**Richiesta operativa A**.
Rispondi alle seguenti domande basandoti sul testo sui tumori testa-collo:
(i) Quale percentuale di tutte le neoplasie rappresentano i tumori testa-collo?
(ii) Quale istituto ha condotto lo studio che ha individuato il meccanismo d'azione di questi tumori?
(iii) Nel mondo, quale quota delle persone con un tumore presenta la mutazione del gene che produce la proteina p53?
**Richiesta operativa B**. Scrivi la prosecuzione del testo sui tumori testa-collo, cominciando subito dopo l'ultima frase riportata.

**Blocco di testo**.
_ _ _ _

Particolarmente aggressivi all’insorgenza e con una risposta più bassa alle terapie, i tumori testa-collo rappresentano circa il 4% di tutte le neoplasie e ogni anno in Italia ne sono diagnosticati oltre 9.500 nuovi casi. A individuare il meccanismo d’azione di questi tumori, che ruota attorno al gene p53, è stato uno studio dell’Istituto Regina Elena di Roma, reso possibile grazie al contributo del ministero della Salute e dell’Associazione per la Ricerca sul Cancro (Airc).
Il gene p53 è uno dei più potenti soppressori tumorali che il corpo umano abbia a disposizione, ma diventa molto pericoloso quando muta. Nel mondo quasi una persona su due con un tumore presenta la mutazione del gene che produce la proteina p53. In moltissimi casi queste mutazioni trasformano p53 da “angelo buono”, soppressore dei tumori, in una delle proteine più aggressive della trasformazione maligna: in queste condizioni p53 non solo non svolge più le funzioni originarie, ma acquisisce proprietà oncogeniche che favoriscono il tumore.

_ _ _ _

Dati raccolti
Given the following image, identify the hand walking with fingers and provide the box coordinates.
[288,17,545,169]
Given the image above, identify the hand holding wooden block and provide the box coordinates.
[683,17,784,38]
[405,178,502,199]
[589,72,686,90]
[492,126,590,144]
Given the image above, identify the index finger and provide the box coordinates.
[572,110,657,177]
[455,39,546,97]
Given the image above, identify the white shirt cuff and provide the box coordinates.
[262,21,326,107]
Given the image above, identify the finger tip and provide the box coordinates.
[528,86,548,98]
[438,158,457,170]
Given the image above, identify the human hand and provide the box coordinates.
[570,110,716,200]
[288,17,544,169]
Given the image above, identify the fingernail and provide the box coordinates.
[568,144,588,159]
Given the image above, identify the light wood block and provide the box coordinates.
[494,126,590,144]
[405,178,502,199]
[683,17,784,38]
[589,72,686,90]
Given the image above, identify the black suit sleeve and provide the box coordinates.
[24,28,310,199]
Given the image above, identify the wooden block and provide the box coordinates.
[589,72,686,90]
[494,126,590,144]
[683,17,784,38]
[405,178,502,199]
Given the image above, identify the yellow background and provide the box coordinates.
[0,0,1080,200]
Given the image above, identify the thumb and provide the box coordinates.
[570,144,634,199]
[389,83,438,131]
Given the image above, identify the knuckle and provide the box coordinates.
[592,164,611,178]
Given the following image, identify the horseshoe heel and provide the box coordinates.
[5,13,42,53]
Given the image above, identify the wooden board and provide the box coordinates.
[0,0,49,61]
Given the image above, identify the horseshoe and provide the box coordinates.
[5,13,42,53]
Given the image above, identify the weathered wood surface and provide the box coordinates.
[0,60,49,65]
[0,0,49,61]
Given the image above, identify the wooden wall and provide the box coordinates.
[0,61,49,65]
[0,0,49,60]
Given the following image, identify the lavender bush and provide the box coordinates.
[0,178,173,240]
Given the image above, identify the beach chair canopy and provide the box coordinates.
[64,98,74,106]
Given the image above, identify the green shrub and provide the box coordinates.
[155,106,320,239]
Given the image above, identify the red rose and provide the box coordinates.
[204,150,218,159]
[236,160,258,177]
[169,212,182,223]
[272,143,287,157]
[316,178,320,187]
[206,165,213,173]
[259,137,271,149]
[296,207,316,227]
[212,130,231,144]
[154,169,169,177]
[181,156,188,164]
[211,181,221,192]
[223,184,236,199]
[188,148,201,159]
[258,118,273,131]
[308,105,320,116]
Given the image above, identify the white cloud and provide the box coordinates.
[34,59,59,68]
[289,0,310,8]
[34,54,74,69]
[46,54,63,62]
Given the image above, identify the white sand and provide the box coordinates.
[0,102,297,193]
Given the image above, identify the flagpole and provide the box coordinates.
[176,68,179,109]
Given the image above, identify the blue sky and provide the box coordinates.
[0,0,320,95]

_ _ _ _

**Risultato A**.
(i) Circa il 4%.
(ii) L'Istituto Regina Elena di Roma.
(iii) Quasi una persona su due.

**Risultato B**.
Il nuovo studio, pubblicato sulla rivista Theranostics, dimostra che nei tumori testa-collo il gene p53 mutato è in grado di agire su importanti funzioni regolatorie. In pratica, spiega Silvia Di Agostino, “si lega al micro-RNA, miR-590-3p, impedendogli di fatto di svolgere il proprio compito che consiste nel limitare la proliferazione incontrollata delle cellule”. Spezzare il legame tra i due Rna ripristina le normali funzioni di miR-590-3p e rallenta la proliferazione delle cellule maligne.
“Il nostro gruppo – spiega Giovanni Blandino – studia le attività oncogeniche di p53 mutata nei tumori squamosi della testa-collo. Tali neoplasie sono molto aggressive e con una percentuale di mutazioni del gene di p53 che arriva al 70-80%”. “In futuro questi risultati – conclude Gennaro Ciliberto, direttore scientifico del Regina Elena – potrebbero essere informazioni preziose per sviluppare terapie mirate a disarmare questo importante bersaglio”.